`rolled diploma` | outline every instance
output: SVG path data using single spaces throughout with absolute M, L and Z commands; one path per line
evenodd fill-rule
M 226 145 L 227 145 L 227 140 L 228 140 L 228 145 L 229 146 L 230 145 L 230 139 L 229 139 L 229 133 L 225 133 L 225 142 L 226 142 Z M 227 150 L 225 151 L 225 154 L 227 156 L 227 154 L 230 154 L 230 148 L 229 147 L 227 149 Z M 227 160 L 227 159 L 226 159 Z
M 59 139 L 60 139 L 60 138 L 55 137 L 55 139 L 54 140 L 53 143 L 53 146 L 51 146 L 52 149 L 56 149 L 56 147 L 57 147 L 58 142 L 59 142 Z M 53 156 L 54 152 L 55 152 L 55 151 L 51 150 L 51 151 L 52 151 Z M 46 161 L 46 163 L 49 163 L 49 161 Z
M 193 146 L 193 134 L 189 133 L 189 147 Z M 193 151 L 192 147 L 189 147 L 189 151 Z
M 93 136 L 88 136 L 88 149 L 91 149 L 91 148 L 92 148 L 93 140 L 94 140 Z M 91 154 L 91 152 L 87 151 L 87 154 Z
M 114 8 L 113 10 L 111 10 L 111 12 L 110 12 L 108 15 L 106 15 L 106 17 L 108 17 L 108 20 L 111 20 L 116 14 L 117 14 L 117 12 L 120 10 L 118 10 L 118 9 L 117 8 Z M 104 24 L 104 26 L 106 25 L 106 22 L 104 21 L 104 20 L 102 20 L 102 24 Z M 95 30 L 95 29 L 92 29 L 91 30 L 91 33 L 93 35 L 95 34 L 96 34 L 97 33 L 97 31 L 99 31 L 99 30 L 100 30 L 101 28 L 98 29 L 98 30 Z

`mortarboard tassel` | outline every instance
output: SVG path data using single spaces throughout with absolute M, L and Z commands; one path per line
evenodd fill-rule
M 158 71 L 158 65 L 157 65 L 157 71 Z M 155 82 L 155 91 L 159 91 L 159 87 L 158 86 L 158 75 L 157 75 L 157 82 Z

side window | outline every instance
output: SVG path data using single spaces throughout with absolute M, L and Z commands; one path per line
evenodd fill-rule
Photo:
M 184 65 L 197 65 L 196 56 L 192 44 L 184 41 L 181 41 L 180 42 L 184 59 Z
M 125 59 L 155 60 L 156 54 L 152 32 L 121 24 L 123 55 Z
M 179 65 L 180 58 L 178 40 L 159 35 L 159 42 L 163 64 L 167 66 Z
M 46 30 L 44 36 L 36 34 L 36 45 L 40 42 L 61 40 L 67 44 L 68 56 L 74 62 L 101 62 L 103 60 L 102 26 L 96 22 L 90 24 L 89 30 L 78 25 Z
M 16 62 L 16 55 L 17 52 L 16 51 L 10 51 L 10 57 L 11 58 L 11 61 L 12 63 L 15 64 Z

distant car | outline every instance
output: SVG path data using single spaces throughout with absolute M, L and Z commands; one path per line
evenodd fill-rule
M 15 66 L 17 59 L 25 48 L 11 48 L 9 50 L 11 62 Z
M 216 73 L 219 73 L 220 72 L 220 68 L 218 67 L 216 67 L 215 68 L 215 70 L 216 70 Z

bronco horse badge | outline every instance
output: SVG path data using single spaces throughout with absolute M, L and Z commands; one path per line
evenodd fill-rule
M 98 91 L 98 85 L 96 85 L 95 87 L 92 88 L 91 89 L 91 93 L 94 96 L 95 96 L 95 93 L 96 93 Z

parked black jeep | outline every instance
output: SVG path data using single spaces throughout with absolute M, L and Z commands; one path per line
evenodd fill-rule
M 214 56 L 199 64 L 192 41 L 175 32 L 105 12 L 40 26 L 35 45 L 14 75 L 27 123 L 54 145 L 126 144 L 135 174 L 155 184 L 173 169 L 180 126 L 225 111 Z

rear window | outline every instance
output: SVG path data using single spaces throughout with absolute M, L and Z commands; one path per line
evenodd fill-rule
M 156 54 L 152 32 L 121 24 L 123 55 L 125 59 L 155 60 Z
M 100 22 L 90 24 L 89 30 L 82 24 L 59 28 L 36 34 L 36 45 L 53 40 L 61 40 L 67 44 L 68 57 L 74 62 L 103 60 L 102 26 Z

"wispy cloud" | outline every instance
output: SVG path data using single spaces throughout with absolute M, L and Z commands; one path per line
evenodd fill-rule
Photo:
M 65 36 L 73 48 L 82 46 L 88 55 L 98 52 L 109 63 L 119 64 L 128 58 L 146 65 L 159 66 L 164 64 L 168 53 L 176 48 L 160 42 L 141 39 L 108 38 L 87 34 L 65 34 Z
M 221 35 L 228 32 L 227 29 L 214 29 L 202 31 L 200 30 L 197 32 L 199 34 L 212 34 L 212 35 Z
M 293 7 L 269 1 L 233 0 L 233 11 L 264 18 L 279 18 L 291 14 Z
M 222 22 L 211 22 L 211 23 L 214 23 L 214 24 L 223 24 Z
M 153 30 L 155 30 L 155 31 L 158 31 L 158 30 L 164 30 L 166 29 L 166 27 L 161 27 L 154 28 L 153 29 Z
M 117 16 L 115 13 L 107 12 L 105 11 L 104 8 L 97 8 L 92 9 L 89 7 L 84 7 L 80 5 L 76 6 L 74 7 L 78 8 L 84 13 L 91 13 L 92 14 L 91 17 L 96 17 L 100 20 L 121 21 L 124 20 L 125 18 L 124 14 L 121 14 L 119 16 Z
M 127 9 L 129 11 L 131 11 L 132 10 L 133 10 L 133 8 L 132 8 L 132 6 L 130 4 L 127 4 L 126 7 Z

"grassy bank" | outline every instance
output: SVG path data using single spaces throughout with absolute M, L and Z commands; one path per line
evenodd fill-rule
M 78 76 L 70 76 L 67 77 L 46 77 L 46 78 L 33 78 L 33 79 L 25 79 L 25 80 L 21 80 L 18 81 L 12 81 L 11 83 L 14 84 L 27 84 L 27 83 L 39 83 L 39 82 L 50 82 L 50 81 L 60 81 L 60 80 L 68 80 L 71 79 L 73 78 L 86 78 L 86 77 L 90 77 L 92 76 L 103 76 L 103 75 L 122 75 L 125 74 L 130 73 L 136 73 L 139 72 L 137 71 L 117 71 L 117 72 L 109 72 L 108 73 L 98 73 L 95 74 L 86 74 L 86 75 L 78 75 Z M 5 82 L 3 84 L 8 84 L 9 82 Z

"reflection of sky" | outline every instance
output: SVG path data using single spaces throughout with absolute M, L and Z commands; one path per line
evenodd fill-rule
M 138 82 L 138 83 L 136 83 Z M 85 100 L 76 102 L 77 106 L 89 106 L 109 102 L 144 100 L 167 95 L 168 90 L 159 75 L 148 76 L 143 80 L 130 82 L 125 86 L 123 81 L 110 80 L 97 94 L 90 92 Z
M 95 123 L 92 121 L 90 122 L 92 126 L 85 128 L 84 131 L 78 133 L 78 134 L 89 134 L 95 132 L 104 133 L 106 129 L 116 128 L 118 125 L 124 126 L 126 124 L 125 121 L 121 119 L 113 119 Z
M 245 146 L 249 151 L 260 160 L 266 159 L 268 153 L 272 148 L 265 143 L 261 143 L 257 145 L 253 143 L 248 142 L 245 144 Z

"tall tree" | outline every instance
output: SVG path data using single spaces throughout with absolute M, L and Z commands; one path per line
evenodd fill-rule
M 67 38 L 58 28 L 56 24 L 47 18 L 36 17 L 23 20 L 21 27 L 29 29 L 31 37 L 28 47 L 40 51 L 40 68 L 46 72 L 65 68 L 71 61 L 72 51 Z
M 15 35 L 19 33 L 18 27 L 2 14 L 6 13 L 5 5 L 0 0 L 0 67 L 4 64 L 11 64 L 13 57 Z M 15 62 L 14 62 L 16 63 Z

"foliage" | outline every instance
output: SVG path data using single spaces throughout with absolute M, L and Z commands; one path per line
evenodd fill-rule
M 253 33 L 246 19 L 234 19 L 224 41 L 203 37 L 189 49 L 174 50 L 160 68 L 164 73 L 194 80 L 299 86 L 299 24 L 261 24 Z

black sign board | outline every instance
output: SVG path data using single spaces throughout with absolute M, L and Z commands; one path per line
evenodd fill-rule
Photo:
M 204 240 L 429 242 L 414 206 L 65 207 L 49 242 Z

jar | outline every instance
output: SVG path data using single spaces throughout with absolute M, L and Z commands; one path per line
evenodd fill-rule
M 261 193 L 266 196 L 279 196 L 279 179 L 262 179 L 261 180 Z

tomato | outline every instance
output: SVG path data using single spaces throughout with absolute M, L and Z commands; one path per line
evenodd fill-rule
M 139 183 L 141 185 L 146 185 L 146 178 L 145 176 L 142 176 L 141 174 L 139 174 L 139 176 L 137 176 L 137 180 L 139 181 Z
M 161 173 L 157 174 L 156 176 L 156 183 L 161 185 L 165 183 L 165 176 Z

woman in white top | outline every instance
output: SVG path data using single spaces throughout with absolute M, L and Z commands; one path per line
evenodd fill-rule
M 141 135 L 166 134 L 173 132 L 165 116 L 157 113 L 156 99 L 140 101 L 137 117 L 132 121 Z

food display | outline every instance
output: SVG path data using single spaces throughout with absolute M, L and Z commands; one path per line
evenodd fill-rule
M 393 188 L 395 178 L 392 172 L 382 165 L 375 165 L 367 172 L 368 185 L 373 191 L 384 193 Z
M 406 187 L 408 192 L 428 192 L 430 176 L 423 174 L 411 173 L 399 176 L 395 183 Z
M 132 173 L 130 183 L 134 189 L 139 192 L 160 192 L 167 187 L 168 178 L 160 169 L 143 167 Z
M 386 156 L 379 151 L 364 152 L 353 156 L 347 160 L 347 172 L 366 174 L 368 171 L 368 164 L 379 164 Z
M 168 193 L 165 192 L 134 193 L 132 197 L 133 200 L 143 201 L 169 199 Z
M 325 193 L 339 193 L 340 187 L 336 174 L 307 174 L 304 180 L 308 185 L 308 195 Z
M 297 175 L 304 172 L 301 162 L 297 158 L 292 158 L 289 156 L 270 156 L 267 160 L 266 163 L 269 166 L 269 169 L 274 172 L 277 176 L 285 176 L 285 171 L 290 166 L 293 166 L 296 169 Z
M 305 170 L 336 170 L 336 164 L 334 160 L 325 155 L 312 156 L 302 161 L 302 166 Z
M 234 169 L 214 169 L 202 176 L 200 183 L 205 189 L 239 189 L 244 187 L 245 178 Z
------------------------------------------------------------
Quote the records from the line that contains "bronco horse badge | outline every instance" through the line that contains "M 98 91 L 98", both ends included.

→ **RESULT OF THE EXERCISE**:
bronco horse badge | outline every instance
output: SVG path data using single spaces throughout with absolute M, L and Z commands; one path per line
evenodd fill-rule
M 98 91 L 98 85 L 96 85 L 95 87 L 92 88 L 91 89 L 91 93 L 94 96 L 95 96 L 95 93 L 96 93 Z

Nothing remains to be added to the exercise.